>>>>>
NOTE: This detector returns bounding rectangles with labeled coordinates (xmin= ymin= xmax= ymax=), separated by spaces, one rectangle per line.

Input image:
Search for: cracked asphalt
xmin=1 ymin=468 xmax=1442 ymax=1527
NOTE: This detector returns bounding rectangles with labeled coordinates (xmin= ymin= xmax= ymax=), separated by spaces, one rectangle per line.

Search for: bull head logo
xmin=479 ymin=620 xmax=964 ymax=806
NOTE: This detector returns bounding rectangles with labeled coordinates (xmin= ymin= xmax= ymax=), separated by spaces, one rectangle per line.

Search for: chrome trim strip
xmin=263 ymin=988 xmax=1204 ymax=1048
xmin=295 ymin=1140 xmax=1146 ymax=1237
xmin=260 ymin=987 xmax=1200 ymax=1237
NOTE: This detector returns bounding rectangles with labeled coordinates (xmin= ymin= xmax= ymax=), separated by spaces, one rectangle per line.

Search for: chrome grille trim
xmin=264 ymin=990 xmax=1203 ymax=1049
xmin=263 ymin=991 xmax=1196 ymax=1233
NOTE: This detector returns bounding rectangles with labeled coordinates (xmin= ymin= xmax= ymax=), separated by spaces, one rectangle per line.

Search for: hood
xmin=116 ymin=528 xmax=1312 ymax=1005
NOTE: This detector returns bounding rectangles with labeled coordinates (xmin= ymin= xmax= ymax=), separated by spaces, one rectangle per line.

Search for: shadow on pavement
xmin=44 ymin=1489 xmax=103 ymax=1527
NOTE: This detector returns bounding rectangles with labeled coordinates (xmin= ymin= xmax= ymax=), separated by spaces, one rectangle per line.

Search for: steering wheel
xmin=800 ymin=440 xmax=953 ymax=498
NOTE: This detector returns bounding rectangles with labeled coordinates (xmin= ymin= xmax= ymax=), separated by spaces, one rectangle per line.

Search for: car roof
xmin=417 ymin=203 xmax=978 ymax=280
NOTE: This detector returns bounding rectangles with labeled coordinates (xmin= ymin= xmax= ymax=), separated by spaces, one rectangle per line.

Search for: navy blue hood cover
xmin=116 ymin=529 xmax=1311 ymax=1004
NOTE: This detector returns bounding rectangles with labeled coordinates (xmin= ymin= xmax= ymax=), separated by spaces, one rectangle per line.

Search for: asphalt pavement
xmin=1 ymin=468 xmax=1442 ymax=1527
<<<<<
TASK:
With no line skipped, copy the entries exactly as written.

RESULT OF THIS TASK:
NOTE: This detector returns bounding rectangles with labeled coordinates (xmin= ymin= xmax= ymax=), separated by spaces, one rectangle per line.

Input image:
Search for: cracked asphalt
xmin=1 ymin=468 xmax=1442 ymax=1527
NOTE: This detector returns bounding rectangles with labeled coordinates (xmin= ymin= xmax= ymax=), separated by spaces, one rectangle per line.

Search for: bull head logo
xmin=479 ymin=620 xmax=964 ymax=806
NOTE: This detector returns bounding rectangles with labeled coordinates (xmin= ymin= xmax= ymax=), separated by spaces, one rectangle per line.

Search for: chrome trim strip
xmin=263 ymin=988 xmax=1204 ymax=1048
xmin=295 ymin=1140 xmax=1146 ymax=1237
xmin=260 ymin=987 xmax=1200 ymax=1237
NOTE: This detector returns bounding rectangles with labeled coordinates (xmin= ymin= xmax= ymax=), separated by spaces, one rectangle per line.

Search for: chrome grille trim
xmin=264 ymin=990 xmax=1203 ymax=1049
xmin=263 ymin=991 xmax=1196 ymax=1233
NOTE: This detector returns bounding rectangles with labeled coordinates (xmin= ymin= xmax= ymax=), separated by spaces, one rectangle per line.

Search for: hood
xmin=116 ymin=528 xmax=1312 ymax=1005
NOTE: This detector returns bounding rectangles with labeled coordinates (xmin= ymin= xmax= ymax=), separated by spaces, one rectangle per line.

Search for: shadow on pavement
xmin=44 ymin=1489 xmax=103 ymax=1527
NOTE: This detector returns bounding rectangles with labeled coordinates (xmin= ymin= xmax= ymax=), separated by spaces, one rectangle per line.

Search for: steering wheel
xmin=800 ymin=440 xmax=953 ymax=498
NOTE: This detector returns bounding rectangles with labeled coordinates (xmin= ymin= xmax= ymax=), separated by spaces, one rectangle per line.

Search for: car roof
xmin=417 ymin=203 xmax=978 ymax=280
NOTE: This detector returns bounding rectangles with labeled coordinates (xmin= ymin= xmax= ymax=), separated by spaces, one rectangle per line.

Search for: navy blue hood cover
xmin=116 ymin=529 xmax=1311 ymax=1004
NOTE: This detector returns bounding rectangles with labeled coordinates (xmin= ymin= xmax= ymax=), separated by spaces, one rectangle per line.

Search for: asphalt pavement
xmin=1 ymin=468 xmax=1442 ymax=1527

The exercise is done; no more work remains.